Natural-language object grounding data
<<<<
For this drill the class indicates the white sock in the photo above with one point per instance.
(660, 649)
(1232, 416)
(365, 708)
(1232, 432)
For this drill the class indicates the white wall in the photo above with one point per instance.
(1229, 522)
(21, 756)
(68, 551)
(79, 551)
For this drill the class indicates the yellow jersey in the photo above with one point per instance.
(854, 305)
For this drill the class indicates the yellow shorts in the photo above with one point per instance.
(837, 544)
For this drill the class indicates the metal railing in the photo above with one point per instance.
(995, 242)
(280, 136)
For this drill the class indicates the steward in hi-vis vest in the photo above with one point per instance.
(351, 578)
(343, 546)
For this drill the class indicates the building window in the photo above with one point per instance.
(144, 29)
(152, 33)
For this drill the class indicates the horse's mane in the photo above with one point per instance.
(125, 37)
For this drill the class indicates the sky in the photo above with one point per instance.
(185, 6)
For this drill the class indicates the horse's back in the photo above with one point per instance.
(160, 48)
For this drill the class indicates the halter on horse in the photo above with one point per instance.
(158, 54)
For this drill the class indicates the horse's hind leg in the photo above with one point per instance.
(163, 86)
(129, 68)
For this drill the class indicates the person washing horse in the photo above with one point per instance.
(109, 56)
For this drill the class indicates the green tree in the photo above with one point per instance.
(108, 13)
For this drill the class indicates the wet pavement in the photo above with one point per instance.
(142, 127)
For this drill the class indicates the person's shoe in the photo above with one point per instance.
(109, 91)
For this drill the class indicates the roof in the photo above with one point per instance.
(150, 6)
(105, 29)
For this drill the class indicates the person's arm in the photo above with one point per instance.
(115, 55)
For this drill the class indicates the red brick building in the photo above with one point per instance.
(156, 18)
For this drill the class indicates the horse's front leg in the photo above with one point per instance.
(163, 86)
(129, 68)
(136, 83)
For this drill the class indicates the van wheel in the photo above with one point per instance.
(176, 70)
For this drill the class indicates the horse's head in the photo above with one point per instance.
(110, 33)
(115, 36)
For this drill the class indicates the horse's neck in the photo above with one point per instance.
>>>>
The records above should be transcribed in full, with no differences.

For this drill the class indicates the white sock in the photo above with one point per instance.
(660, 649)
(1232, 416)
(365, 708)
(1232, 432)
For this drill the class indicates the white wall in the photo above with one point per instance.
(1229, 522)
(21, 756)
(68, 551)
(79, 551)
For this drill the class indicates the yellow jersey in the photo above with one point per instance.
(854, 305)
For this drill the class indicates the yellow shorts in the photo above with one point per instance.
(837, 544)
For this drill the class indicates the metal railing in the photo above with one point per instance.
(995, 242)
(280, 136)
For this drill the class indicates the steward in hi-vis vest in the photo above with one point per instance.
(351, 578)
(343, 546)
For this drill the class indicates the building window in the photo above with one point per instance.
(144, 29)
(152, 33)
For this drill the class indicates the horse's mane in the photo above with one point per instance.
(125, 37)
For this drill the class indicates the sky in the photo above with one point per instance.
(185, 6)
For this drill the class indicates the horse's back in the photo above with one point per instance.
(160, 48)
For this drill the class indicates the halter on horse in the photo above with one point per instance.
(158, 54)
For this drill the class indicates the horse's hind leg in the photo above with one point per instance.
(163, 86)
(129, 68)
For this drill the class indicates the person washing horse in the photo above with one point per instance.
(109, 56)
For this drill the class indicates the green tree in the photo above with one point per instance.
(108, 13)
For this drill the class indicates the wet pavement in the photo above with one point per instance.
(142, 127)
For this drill the class indicates the person's shoe in the photo above with one point per instance.
(109, 91)
For this drill the class indicates the roof in the photo above with one point per instance.
(150, 6)
(105, 29)
For this drill the class indicates the person's arm in the photo above with one point per instance.
(115, 55)
For this drill the class indicates the red brick building in the photo above with one point per instance.
(156, 18)
For this drill the class indicates the horse's front leg in the photo above with one point per instance.
(163, 86)
(129, 68)
(136, 83)
For this drill the class indicates the van wheel in the photo above with one point per instance.
(176, 70)
For this drill the class indicates the horse's head in the photo above with one point per instance.
(110, 33)
(115, 36)
For this drill the class indicates the horse's neck in the photo above with one point per instance.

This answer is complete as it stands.